RECORDED INFORMATION →
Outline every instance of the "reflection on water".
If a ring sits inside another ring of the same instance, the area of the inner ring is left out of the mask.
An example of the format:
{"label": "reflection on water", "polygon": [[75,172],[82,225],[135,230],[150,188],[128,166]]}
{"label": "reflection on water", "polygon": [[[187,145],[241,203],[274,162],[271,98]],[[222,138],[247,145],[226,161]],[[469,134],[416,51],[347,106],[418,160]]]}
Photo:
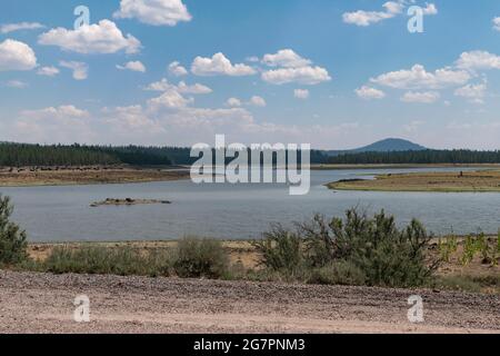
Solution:
{"label": "reflection on water", "polygon": [[[498,230],[500,194],[334,192],[323,186],[358,175],[421,170],[312,171],[311,191],[307,196],[289,196],[289,187],[281,185],[197,186],[188,180],[0,188],[0,192],[12,197],[13,218],[27,229],[32,241],[169,239],[184,235],[258,238],[271,222],[301,221],[316,212],[339,216],[353,206],[369,211],[383,208],[401,224],[416,217],[437,234]],[[89,206],[108,197],[164,199],[172,205]]]}

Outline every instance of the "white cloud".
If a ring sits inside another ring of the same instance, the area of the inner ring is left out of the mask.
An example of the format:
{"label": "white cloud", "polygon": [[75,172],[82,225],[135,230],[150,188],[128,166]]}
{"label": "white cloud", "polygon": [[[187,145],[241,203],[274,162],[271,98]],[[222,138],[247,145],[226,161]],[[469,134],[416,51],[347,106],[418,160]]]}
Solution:
{"label": "white cloud", "polygon": [[123,66],[117,66],[120,70],[131,70],[131,71],[139,71],[139,72],[146,72],[146,67],[142,65],[141,61],[130,61],[124,63]]}
{"label": "white cloud", "polygon": [[94,137],[90,113],[72,105],[23,110],[11,128],[16,140],[29,142],[88,142]]}
{"label": "white cloud", "polygon": [[0,71],[31,70],[37,67],[37,56],[28,44],[7,39],[0,42]]}
{"label": "white cloud", "polygon": [[321,67],[280,68],[268,70],[262,73],[262,80],[272,85],[284,85],[297,82],[307,86],[330,81],[331,77]]}
{"label": "white cloud", "polygon": [[188,70],[178,61],[171,62],[169,65],[169,72],[174,77],[182,77],[188,75]]}
{"label": "white cloud", "polygon": [[229,98],[228,101],[226,101],[226,106],[230,107],[230,108],[239,108],[241,107],[243,103],[241,102],[240,99],[238,98]]}
{"label": "white cloud", "polygon": [[88,77],[89,67],[84,62],[77,61],[60,61],[59,66],[71,69],[73,71],[74,80],[84,80]]}
{"label": "white cloud", "polygon": [[433,3],[428,3],[426,8],[423,8],[423,14],[427,16],[438,14],[438,8]]}
{"label": "white cloud", "polygon": [[39,30],[46,28],[39,22],[19,22],[19,23],[6,23],[0,26],[0,33],[10,33],[21,30]]}
{"label": "white cloud", "polygon": [[247,65],[232,65],[223,53],[216,53],[212,58],[197,57],[191,66],[192,73],[197,76],[252,76],[256,70]]}
{"label": "white cloud", "polygon": [[396,89],[440,89],[464,85],[470,78],[464,70],[443,68],[428,72],[423,66],[414,65],[410,70],[388,72],[370,81]]}
{"label": "white cloud", "polygon": [[493,19],[493,30],[500,31],[500,17]]}
{"label": "white cloud", "polygon": [[478,85],[467,85],[462,88],[458,88],[454,91],[457,97],[468,98],[472,103],[484,103],[484,96],[488,89],[487,82],[478,83]]}
{"label": "white cloud", "polygon": [[386,93],[382,90],[371,88],[368,86],[362,86],[359,89],[354,90],[357,96],[362,99],[383,99],[386,98]]}
{"label": "white cloud", "polygon": [[302,99],[302,100],[308,99],[309,98],[309,90],[307,90],[307,89],[296,89],[296,90],[293,90],[293,96],[297,99]]}
{"label": "white cloud", "polygon": [[152,26],[176,26],[192,17],[181,0],[121,0],[114,18],[132,19]]}
{"label": "white cloud", "polygon": [[24,89],[24,88],[28,88],[28,83],[26,83],[26,82],[23,82],[23,81],[21,81],[21,80],[9,80],[7,83],[6,83],[6,87],[9,87],[9,88],[14,88],[14,89]]}
{"label": "white cloud", "polygon": [[274,55],[266,55],[262,62],[270,67],[299,68],[308,67],[312,62],[297,55],[291,49],[282,49]]}
{"label": "white cloud", "polygon": [[424,91],[424,92],[408,91],[402,96],[401,101],[432,103],[436,102],[439,98],[440,95],[437,91]]}
{"label": "white cloud", "polygon": [[168,89],[160,97],[150,99],[148,105],[154,110],[186,108],[192,100],[186,99],[174,89]]}
{"label": "white cloud", "polygon": [[461,69],[500,69],[500,56],[487,51],[471,51],[460,55],[457,67]]}
{"label": "white cloud", "polygon": [[[413,4],[414,1],[411,0],[410,3],[404,0],[388,1],[382,7],[382,11],[364,11],[358,10],[353,12],[346,12],[342,14],[343,22],[349,24],[356,24],[360,27],[368,27],[373,23],[378,23],[388,19],[392,19],[397,16],[403,14],[403,10],[408,4]],[[438,14],[438,8],[433,3],[426,3],[422,8],[424,16]]]}
{"label": "white cloud", "polygon": [[46,76],[46,77],[53,77],[59,75],[59,69],[57,69],[53,66],[50,67],[42,67],[37,71],[37,75],[39,76]]}
{"label": "white cloud", "polygon": [[144,90],[150,90],[150,91],[174,90],[180,93],[192,93],[192,95],[211,93],[213,91],[211,88],[200,85],[200,83],[194,83],[192,86],[189,86],[184,81],[180,81],[176,86],[176,85],[170,83],[166,78],[161,79],[160,81],[150,83],[148,87],[144,88]]}
{"label": "white cloud", "polygon": [[268,105],[266,102],[266,100],[262,97],[259,97],[259,96],[251,97],[249,103],[254,106],[254,107],[260,107],[260,108],[263,108],[263,107],[266,107]]}
{"label": "white cloud", "polygon": [[389,1],[383,4],[384,11],[364,11],[346,12],[342,16],[343,22],[367,27],[387,19],[391,19],[402,13],[404,9],[401,2]]}
{"label": "white cloud", "polygon": [[137,53],[141,47],[141,42],[133,36],[123,37],[117,24],[110,20],[83,24],[77,30],[51,29],[40,34],[38,42],[78,53],[116,53],[124,50],[130,55]]}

TO DO →
The records above are to be quoted exactly, with all pictures left out.

WRITTEN RESPONSE →
Outline every instance of the "reflection on water".
If a ring sits inside another ring of the same instance, the area of the inner ring is left out of the mask.
An example of the format:
{"label": "reflection on water", "polygon": [[75,172],[82,225],[135,230],[150,188],[128,166]]}
{"label": "reflection on water", "polygon": [[[187,145],[241,203],[274,162],[271,98]],[[222,138],[247,145],[226,161]],[[469,134],[416,51],[347,106],[418,160]]]}
Photo:
Solution:
{"label": "reflection on water", "polygon": [[[498,230],[500,194],[334,192],[323,186],[358,175],[421,170],[312,171],[311,191],[307,196],[289,196],[289,187],[281,185],[197,186],[188,180],[0,188],[0,192],[12,197],[13,218],[27,229],[32,241],[169,239],[184,235],[258,238],[271,222],[301,221],[316,212],[339,216],[353,206],[369,211],[383,208],[401,224],[416,217],[437,234]],[[89,206],[108,197],[164,199],[172,205]]]}

Outline every instance of the "white cloud".
If a ring sits inside another ring of the same instance, the area of the inner ring is left out of the mask.
An example of the format:
{"label": "white cloud", "polygon": [[75,172],[82,225],[135,230],[150,188],[128,166]]}
{"label": "white cloud", "polygon": [[[187,145],[241,203],[274,162],[271,98]],[[222,138],[247,145],[226,161]],[[469,134],[416,51],[347,106],[418,160]]]}
Solution:
{"label": "white cloud", "polygon": [[123,66],[117,66],[120,70],[131,70],[131,71],[139,71],[139,72],[146,72],[146,67],[142,65],[141,61],[130,61],[124,63]]}
{"label": "white cloud", "polygon": [[94,137],[90,113],[72,105],[23,110],[11,128],[16,140],[29,142],[88,142]]}
{"label": "white cloud", "polygon": [[0,71],[31,70],[37,67],[37,56],[28,44],[7,39],[0,42]]}
{"label": "white cloud", "polygon": [[321,67],[280,68],[268,70],[262,73],[262,80],[272,85],[284,85],[297,82],[307,86],[330,81],[331,77]]}
{"label": "white cloud", "polygon": [[188,70],[178,61],[171,62],[169,65],[169,72],[174,77],[182,77],[188,75]]}
{"label": "white cloud", "polygon": [[229,98],[228,101],[226,101],[226,106],[230,107],[230,108],[239,108],[241,107],[243,103],[241,102],[240,99],[238,98]]}
{"label": "white cloud", "polygon": [[88,77],[89,67],[84,62],[77,61],[60,61],[59,66],[71,69],[73,71],[74,80],[84,80]]}
{"label": "white cloud", "polygon": [[433,3],[428,3],[426,8],[423,8],[423,14],[427,16],[438,14],[438,8]]}
{"label": "white cloud", "polygon": [[39,30],[46,28],[39,22],[19,22],[19,23],[6,23],[0,26],[0,33],[10,33],[21,30]]}
{"label": "white cloud", "polygon": [[247,65],[232,65],[223,53],[216,53],[212,58],[197,57],[191,66],[192,73],[197,76],[252,76],[256,70]]}
{"label": "white cloud", "polygon": [[396,89],[440,89],[464,85],[470,78],[464,70],[443,68],[428,72],[423,66],[414,65],[410,70],[388,72],[370,81]]}
{"label": "white cloud", "polygon": [[493,19],[493,30],[500,31],[500,17]]}
{"label": "white cloud", "polygon": [[478,85],[467,85],[462,88],[458,88],[454,91],[457,97],[468,98],[472,103],[484,103],[484,96],[488,89],[487,82],[478,83]]}
{"label": "white cloud", "polygon": [[386,93],[382,90],[371,88],[368,86],[362,86],[359,89],[354,90],[357,96],[362,99],[383,99],[386,98]]}
{"label": "white cloud", "polygon": [[302,99],[302,100],[308,99],[309,98],[309,90],[307,90],[307,89],[296,89],[296,90],[293,90],[293,96],[297,99]]}
{"label": "white cloud", "polygon": [[152,26],[176,26],[192,17],[181,0],[121,0],[114,18],[132,19]]}
{"label": "white cloud", "polygon": [[24,89],[24,88],[28,88],[28,83],[26,83],[26,82],[23,82],[23,81],[21,81],[21,80],[9,80],[7,83],[6,83],[6,87],[9,87],[9,88],[14,88],[14,89]]}
{"label": "white cloud", "polygon": [[274,55],[266,55],[262,62],[270,67],[299,68],[308,67],[312,62],[297,55],[291,49],[282,49]]}
{"label": "white cloud", "polygon": [[424,91],[424,92],[408,91],[402,96],[401,101],[432,103],[436,102],[439,98],[440,95],[437,91]]}
{"label": "white cloud", "polygon": [[168,89],[160,97],[150,99],[148,105],[154,110],[186,108],[192,100],[186,99],[174,89]]}
{"label": "white cloud", "polygon": [[461,69],[500,69],[500,56],[487,51],[471,51],[460,55],[457,67]]}
{"label": "white cloud", "polygon": [[[413,4],[414,1],[411,0],[410,3],[404,0],[388,1],[382,7],[382,11],[364,11],[358,10],[353,12],[346,12],[342,14],[343,22],[349,24],[356,24],[360,27],[368,27],[373,23],[378,23],[388,19],[392,19],[397,16],[403,14],[403,10],[408,4]],[[438,14],[438,8],[433,3],[426,3],[422,8],[424,16]]]}
{"label": "white cloud", "polygon": [[46,76],[46,77],[53,77],[59,75],[59,69],[57,69],[53,66],[50,67],[42,67],[37,71],[37,75],[39,76]]}
{"label": "white cloud", "polygon": [[144,90],[150,90],[150,91],[174,90],[180,93],[192,93],[192,95],[211,93],[213,91],[211,88],[200,85],[200,83],[194,83],[192,86],[189,86],[184,81],[180,81],[176,86],[176,85],[170,83],[166,78],[161,79],[160,81],[150,83],[148,87],[144,88]]}
{"label": "white cloud", "polygon": [[268,105],[266,102],[266,100],[262,97],[259,97],[259,96],[251,97],[249,103],[254,106],[254,107],[260,107],[260,108],[263,108],[263,107],[266,107]]}
{"label": "white cloud", "polygon": [[389,1],[383,4],[384,11],[364,11],[346,12],[342,16],[343,22],[367,27],[387,19],[391,19],[402,13],[404,9],[401,2]]}
{"label": "white cloud", "polygon": [[137,53],[141,47],[141,42],[133,36],[123,37],[117,24],[110,20],[83,24],[77,30],[51,29],[40,34],[38,42],[78,53],[116,53],[124,50],[130,55]]}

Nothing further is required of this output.